(Stored data entries)
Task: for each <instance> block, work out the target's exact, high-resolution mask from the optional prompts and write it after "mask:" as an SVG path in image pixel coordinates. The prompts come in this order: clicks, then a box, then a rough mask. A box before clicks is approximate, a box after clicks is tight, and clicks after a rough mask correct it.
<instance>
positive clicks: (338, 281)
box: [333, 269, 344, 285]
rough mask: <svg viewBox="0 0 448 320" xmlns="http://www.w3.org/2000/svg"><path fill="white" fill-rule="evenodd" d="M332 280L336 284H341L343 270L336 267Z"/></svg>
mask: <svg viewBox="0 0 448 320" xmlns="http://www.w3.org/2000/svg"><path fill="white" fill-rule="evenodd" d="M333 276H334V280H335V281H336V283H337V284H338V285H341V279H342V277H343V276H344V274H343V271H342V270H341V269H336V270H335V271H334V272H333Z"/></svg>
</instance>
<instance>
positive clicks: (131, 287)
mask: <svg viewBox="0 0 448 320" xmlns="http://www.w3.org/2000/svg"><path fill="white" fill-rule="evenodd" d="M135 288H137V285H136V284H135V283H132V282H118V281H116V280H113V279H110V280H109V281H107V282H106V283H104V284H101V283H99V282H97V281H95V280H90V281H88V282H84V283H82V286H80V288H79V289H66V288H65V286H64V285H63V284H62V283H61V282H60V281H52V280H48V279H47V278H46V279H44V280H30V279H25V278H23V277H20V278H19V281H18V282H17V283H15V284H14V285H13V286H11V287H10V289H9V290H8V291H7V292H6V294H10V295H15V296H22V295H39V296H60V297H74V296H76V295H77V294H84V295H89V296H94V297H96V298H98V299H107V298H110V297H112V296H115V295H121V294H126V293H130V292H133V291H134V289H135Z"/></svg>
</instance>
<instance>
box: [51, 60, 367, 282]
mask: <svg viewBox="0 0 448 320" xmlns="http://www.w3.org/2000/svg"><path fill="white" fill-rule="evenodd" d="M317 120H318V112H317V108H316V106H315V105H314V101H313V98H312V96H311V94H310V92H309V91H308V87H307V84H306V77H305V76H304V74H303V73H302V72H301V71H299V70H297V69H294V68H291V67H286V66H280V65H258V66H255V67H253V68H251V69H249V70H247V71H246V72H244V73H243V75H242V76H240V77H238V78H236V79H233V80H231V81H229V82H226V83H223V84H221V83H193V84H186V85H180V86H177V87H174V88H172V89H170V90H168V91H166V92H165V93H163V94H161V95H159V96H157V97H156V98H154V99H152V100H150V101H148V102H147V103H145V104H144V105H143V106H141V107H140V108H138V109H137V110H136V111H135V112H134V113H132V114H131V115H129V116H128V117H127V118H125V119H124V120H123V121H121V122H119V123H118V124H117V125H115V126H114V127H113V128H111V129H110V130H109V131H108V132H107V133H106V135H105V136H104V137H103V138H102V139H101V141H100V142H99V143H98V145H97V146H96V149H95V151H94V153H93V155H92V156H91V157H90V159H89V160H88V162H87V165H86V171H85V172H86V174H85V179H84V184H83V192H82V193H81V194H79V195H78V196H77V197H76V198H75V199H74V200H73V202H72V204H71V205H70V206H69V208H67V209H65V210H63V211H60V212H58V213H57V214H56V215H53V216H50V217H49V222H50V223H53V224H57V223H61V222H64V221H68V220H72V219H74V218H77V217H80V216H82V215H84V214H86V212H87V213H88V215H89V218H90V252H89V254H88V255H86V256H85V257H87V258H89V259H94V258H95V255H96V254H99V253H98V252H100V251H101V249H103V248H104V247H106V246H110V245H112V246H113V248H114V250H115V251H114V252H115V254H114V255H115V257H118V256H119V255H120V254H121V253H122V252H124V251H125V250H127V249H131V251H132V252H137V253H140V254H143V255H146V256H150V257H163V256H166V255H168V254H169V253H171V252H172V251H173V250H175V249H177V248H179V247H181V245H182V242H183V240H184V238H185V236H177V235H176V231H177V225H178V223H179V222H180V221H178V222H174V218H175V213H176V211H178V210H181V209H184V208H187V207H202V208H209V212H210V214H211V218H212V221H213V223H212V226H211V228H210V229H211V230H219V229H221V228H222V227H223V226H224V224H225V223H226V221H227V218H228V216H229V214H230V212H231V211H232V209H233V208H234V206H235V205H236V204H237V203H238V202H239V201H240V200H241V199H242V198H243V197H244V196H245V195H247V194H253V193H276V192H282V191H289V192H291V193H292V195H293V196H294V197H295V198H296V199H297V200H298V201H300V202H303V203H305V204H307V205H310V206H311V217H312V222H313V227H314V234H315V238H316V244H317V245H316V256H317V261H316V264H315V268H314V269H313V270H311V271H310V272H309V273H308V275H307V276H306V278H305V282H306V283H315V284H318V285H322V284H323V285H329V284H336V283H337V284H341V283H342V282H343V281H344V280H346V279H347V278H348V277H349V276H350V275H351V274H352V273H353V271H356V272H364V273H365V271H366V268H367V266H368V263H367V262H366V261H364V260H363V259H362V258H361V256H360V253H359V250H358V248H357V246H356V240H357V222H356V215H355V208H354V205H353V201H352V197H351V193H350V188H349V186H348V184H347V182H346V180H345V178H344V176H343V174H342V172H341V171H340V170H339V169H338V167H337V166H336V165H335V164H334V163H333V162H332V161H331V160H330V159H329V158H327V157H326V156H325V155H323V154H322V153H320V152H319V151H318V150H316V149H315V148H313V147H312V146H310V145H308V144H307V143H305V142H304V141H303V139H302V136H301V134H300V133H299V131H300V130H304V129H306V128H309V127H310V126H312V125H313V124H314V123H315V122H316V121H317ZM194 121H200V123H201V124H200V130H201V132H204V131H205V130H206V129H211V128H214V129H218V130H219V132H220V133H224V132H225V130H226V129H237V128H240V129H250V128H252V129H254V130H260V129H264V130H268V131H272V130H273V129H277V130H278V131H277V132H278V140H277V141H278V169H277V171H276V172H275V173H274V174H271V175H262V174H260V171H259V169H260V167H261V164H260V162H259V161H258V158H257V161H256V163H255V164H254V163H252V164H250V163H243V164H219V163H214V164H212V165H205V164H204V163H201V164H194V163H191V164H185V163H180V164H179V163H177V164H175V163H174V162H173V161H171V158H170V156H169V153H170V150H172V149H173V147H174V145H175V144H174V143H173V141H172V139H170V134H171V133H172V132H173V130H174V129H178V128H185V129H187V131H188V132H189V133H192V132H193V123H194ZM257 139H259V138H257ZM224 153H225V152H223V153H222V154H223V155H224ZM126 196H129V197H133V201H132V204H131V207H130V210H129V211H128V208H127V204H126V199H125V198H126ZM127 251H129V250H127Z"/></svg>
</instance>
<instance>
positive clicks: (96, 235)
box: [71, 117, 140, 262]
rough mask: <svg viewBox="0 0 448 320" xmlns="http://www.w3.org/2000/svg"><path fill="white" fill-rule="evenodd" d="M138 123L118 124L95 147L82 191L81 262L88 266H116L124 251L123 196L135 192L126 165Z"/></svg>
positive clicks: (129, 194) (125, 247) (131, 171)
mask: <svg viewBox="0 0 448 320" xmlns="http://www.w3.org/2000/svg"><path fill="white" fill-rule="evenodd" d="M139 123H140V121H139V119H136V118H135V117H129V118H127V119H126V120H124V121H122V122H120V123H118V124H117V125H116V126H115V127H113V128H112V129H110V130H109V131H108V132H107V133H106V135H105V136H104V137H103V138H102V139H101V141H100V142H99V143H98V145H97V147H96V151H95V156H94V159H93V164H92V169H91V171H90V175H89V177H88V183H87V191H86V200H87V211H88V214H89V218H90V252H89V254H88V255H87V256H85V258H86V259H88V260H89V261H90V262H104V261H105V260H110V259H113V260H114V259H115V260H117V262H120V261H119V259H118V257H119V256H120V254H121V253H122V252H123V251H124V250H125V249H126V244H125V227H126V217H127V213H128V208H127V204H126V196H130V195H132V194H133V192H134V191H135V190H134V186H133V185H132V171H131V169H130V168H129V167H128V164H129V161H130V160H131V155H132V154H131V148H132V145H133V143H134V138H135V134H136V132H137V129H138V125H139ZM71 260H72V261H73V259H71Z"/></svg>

WHAT YOU ARE ASKED TO DO — Extract every line above that contains the word "clicks", and copy each such line in full.

SOLUTION FOR THIS EXERCISE —
Task: for each <instance> block, work out the target's exact, high-resolution mask from the optional prompts and write it after "mask:" as an SVG path in image pixel coordinates. The prompts come in this order: clicks, then a box, then a rough mask. A box before clicks is approximate, a box after clicks is tight, and clicks after a rough mask correct it.
positive clicks: (338, 281)
positive clicks: (131, 287)
positive clicks: (96, 235)
positive clicks: (129, 194) (125, 247) (131, 171)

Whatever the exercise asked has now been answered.